Exercise:
Reproduce exactly, from the data that follows, the line with "Target: yellow building", the line with "shaped like (106,115).", and every line that lies between them.

- - - - - - -

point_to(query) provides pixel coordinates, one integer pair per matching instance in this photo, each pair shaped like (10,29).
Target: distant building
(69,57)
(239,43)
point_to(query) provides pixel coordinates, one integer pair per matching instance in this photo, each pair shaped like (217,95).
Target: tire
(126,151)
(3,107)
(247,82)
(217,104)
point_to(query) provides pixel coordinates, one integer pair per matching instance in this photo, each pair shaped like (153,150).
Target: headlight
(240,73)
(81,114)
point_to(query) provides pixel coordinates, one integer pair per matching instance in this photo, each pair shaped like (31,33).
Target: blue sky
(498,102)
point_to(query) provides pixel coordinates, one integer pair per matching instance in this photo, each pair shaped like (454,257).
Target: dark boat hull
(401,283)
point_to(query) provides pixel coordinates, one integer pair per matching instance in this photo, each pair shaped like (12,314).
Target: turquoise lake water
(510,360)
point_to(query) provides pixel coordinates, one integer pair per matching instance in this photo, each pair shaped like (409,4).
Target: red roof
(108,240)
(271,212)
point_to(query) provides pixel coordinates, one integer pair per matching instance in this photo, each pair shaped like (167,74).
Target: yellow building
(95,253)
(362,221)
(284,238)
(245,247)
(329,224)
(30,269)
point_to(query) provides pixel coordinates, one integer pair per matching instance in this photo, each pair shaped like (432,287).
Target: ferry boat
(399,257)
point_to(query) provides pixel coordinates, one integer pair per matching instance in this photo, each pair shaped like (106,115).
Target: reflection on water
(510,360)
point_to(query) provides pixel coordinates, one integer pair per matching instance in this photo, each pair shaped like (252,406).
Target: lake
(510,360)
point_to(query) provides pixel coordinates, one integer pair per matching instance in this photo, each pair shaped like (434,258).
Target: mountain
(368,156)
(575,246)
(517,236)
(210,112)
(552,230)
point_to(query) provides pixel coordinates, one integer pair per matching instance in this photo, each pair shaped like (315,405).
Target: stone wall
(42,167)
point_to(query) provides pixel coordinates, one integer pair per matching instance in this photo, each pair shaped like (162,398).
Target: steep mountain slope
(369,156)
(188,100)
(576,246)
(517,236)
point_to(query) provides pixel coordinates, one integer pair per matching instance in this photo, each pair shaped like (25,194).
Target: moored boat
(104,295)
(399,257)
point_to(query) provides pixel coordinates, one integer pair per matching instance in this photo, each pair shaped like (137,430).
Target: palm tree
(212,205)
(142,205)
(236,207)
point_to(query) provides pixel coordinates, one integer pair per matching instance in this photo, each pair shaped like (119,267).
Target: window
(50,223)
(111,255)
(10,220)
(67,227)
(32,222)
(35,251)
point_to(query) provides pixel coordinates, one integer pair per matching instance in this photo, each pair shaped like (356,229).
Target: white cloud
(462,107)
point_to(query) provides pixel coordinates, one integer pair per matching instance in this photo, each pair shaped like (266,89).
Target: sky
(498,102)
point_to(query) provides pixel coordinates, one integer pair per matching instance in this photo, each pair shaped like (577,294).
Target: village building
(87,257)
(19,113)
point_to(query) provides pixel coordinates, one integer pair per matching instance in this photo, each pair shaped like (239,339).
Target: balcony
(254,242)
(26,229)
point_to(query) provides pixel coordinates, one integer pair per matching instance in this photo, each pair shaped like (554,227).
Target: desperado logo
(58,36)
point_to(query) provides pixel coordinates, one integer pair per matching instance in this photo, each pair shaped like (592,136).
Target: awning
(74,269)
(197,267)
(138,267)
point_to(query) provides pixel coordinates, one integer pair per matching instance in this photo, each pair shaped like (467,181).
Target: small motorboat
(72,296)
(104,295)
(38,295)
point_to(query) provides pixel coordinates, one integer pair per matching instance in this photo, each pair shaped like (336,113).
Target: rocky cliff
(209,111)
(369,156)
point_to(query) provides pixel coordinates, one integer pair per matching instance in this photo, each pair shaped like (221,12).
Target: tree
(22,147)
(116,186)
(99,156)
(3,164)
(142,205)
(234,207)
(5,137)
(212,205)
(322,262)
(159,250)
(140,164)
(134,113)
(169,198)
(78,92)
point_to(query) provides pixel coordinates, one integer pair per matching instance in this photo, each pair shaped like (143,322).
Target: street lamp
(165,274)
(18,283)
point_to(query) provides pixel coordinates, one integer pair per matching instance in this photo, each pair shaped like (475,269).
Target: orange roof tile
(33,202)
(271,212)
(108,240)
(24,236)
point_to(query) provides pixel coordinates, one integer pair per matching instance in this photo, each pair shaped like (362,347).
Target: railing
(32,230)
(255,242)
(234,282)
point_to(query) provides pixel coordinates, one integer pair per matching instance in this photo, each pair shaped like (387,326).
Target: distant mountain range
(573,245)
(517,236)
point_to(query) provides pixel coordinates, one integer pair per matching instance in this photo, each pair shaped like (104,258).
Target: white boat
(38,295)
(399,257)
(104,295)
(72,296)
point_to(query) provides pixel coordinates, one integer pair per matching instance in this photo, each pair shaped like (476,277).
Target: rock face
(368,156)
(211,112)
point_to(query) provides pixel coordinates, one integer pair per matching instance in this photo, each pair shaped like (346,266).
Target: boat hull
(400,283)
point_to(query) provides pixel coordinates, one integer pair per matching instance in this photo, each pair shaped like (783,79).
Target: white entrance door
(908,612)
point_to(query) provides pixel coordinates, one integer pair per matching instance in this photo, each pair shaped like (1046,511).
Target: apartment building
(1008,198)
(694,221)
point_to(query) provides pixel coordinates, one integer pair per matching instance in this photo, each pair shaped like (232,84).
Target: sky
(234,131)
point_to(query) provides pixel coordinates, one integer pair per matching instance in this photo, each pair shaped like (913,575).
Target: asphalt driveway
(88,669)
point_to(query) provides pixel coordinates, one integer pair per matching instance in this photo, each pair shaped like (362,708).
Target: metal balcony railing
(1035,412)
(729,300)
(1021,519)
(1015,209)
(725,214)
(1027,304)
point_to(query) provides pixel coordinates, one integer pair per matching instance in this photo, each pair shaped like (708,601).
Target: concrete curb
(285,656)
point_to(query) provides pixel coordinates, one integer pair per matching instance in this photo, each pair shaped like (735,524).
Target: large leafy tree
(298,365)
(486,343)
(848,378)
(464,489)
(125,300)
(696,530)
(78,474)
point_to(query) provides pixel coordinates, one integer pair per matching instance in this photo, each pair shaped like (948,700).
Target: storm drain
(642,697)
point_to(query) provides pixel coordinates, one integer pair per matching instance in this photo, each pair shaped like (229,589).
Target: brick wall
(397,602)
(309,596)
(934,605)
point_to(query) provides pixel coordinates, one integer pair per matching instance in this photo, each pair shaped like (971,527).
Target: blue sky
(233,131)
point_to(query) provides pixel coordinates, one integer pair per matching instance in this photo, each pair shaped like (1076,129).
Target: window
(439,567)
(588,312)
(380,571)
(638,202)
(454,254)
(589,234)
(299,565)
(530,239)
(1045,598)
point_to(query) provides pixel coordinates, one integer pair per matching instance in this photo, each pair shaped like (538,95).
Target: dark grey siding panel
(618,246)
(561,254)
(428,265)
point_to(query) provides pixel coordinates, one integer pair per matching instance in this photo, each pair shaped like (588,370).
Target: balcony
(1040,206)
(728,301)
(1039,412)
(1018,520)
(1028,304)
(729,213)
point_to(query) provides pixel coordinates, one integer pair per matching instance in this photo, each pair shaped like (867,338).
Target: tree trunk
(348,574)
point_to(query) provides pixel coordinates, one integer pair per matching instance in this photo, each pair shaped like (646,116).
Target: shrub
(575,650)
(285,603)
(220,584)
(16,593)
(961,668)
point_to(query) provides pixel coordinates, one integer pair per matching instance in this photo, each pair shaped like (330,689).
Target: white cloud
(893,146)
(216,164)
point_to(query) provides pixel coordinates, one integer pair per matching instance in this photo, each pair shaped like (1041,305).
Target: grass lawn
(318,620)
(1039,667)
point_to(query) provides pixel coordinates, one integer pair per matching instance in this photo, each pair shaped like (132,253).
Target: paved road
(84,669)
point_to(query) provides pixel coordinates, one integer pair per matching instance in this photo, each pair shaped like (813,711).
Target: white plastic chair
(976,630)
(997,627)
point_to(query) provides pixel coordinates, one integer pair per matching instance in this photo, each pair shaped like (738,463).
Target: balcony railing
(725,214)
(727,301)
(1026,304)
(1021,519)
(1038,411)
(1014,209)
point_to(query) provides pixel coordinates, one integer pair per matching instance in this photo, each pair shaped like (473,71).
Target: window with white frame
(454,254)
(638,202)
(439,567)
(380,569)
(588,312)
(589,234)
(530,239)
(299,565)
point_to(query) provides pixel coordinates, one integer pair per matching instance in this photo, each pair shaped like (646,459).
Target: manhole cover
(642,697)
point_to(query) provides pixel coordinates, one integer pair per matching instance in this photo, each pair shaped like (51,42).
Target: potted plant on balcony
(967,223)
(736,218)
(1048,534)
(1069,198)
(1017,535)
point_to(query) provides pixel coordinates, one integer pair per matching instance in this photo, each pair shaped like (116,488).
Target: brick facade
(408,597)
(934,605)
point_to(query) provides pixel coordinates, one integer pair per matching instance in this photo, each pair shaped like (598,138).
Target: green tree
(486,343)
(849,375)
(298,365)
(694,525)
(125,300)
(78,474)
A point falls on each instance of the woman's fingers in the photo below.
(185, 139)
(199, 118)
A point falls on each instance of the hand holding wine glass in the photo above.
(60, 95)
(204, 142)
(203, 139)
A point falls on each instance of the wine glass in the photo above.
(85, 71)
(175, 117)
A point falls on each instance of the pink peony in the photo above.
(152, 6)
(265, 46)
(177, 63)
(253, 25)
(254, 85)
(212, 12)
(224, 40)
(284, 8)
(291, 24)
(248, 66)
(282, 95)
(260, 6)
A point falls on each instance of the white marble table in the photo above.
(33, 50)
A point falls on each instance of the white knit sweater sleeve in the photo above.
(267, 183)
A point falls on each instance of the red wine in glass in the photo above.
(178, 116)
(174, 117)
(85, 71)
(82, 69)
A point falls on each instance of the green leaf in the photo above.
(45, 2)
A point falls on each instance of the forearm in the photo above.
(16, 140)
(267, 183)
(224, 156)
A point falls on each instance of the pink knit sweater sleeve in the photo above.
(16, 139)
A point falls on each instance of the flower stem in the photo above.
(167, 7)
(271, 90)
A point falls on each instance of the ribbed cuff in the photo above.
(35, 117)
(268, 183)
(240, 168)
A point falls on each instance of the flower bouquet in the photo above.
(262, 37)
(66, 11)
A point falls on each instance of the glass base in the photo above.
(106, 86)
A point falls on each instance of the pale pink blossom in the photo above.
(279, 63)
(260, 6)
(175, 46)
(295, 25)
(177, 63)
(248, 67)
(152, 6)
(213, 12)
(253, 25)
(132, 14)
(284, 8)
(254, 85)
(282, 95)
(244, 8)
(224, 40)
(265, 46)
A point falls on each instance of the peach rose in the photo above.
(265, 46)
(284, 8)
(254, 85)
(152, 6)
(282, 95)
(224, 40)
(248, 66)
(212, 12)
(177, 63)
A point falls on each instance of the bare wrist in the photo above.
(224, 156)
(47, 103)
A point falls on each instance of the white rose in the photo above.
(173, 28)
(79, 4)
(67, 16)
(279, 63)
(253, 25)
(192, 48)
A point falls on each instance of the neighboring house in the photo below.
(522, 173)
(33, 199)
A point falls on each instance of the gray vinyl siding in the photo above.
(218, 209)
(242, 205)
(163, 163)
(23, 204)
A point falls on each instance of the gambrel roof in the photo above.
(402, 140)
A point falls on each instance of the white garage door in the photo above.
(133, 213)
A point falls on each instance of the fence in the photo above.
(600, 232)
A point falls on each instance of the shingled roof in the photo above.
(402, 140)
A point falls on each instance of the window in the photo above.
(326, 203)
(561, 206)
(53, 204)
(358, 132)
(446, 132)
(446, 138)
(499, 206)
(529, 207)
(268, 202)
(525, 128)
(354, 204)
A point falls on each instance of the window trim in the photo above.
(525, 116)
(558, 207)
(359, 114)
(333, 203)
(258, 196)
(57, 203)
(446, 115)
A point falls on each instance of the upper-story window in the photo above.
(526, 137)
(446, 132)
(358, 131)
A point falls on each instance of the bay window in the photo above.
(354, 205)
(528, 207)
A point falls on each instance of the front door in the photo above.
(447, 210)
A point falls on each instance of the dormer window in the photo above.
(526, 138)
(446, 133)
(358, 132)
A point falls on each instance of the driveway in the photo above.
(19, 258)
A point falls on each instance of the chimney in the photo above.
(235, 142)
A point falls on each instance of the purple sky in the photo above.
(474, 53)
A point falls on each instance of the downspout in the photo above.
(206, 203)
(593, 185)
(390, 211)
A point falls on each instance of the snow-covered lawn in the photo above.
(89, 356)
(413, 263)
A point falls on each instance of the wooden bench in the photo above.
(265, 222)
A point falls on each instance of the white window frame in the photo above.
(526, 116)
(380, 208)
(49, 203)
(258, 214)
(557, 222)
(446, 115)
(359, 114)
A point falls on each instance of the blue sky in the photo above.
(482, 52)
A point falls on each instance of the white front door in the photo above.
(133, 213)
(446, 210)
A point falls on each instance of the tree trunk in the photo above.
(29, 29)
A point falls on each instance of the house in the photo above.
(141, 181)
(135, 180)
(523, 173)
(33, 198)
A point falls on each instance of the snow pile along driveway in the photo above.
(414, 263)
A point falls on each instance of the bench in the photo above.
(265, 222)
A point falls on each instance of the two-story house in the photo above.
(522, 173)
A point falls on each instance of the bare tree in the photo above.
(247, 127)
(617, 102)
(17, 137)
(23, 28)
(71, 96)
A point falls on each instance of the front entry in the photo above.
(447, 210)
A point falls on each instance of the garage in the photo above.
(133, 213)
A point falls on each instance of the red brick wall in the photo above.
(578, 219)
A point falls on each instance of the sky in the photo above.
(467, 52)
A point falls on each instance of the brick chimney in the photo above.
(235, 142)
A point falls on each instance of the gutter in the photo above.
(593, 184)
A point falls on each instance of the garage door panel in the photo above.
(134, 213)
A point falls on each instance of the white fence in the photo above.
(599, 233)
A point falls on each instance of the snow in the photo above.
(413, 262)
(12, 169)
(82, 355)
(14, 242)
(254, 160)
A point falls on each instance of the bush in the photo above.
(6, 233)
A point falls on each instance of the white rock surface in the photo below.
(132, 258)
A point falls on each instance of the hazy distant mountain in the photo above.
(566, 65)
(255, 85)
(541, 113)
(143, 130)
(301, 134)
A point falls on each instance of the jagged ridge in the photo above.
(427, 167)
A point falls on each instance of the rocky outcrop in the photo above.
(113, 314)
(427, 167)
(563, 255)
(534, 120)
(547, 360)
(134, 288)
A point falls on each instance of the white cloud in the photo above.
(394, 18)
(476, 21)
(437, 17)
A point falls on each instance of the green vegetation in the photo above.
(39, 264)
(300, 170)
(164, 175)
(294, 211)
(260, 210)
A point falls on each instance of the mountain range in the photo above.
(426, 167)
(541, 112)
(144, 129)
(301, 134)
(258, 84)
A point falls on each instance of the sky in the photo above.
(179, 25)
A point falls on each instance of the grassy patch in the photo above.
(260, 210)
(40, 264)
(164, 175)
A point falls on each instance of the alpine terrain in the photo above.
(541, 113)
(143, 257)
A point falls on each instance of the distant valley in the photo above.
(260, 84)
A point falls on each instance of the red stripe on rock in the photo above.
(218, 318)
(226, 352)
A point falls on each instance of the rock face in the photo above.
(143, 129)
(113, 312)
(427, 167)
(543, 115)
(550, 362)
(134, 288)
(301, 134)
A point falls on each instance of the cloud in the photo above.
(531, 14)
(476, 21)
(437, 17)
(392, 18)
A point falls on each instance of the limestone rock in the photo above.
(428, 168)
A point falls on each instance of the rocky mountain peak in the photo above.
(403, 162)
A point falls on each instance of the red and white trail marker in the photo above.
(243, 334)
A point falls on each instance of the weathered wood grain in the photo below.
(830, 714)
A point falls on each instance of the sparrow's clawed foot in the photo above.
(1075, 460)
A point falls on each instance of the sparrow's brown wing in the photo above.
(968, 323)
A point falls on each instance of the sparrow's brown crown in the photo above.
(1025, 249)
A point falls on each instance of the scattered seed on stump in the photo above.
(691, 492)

- - - - - - -

Task result:
Target: yellow building
(95,253)
(362,221)
(284,238)
(245,247)
(329,224)
(30,269)
point_to(query) provides pixel coordinates, one integer pair per matching instance in this photo, each pair shaped like (432,287).
Target: ferry boat
(399,257)
point_to(query) provides pixel coordinates, one integer pair per matching instance in this photo, each pair shaped like (106,115).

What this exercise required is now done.